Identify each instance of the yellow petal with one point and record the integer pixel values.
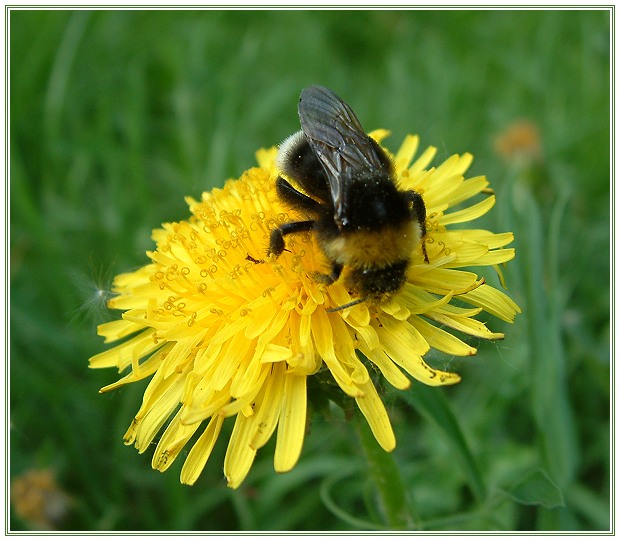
(373, 409)
(292, 425)
(201, 451)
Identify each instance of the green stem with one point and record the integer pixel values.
(392, 497)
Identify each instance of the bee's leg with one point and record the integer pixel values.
(276, 241)
(299, 201)
(419, 211)
(329, 279)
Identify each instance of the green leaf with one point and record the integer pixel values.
(536, 488)
(432, 404)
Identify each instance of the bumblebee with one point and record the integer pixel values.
(343, 183)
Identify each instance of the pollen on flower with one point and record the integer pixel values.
(224, 331)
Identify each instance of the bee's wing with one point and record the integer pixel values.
(338, 140)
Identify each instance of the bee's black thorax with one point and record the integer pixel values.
(372, 202)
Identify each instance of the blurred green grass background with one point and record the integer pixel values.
(117, 115)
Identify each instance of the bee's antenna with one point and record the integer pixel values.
(348, 305)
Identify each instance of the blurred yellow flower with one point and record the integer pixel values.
(223, 332)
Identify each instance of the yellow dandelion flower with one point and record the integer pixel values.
(223, 331)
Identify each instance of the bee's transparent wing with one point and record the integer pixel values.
(338, 141)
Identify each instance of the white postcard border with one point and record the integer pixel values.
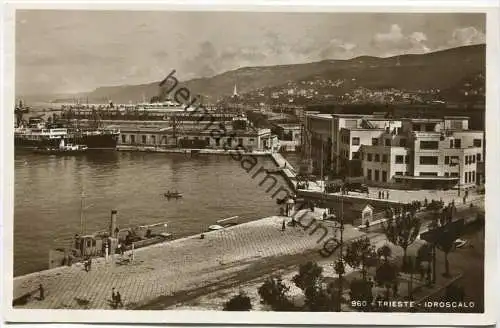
···
▶ [PROBLEM]: Rewrite all the records with every "integer pixel values" replaced by "whole-number pixel coordinates" and everything else left as it is. Leave out the pictures.

▶ [OUTPUT OF THE TASK]:
Identify each instance of the yellow petal with one point and record the whole-number pixel coordinates.
(373, 409)
(292, 425)
(201, 451)
Identify each instance of the green stem with one point and record the whole-number pixel coordinates.
(392, 497)
Identify each instance of the bee's leg with one point and record the whole-number pixel coordinates.
(276, 241)
(299, 201)
(419, 211)
(329, 279)
Identify each instance of the green leaf with one point and record the whole-number pixel coordinates.
(536, 488)
(432, 404)
Identify each instance of the bumblebee with one point and record the whole-number pixel coordinates.
(343, 183)
Identify each instance of the pollen on flower with one point and record the whole-number pixel coordinates.
(224, 331)
Identify each instance of the bee's wing with one point and record the whole-number pixel coordinates.
(338, 140)
Identify each instance of the bee's black thorax with one point and record the whole-number pixel coordinates.
(372, 202)
Identify each instance of the blurred green grass background with one point and record the whole-number pixel coordinates.
(117, 115)
Identify each instance of the bee's antenna with one point and record the whole-number pixel coordinates.
(348, 305)
Identify each instance of the blurred yellow flower with one point and record the whole-number pixel coordinates.
(223, 332)
Identify each instance of the yellow dandelion flower with one point and record the whole-number pixel coordinates.
(223, 331)
Identify each instance of the bee's transparent wing with one point and record the whole-number pixel coordinates.
(338, 141)
Identify each instance of the white postcard border with one point and record the whole-number pixel coordinates.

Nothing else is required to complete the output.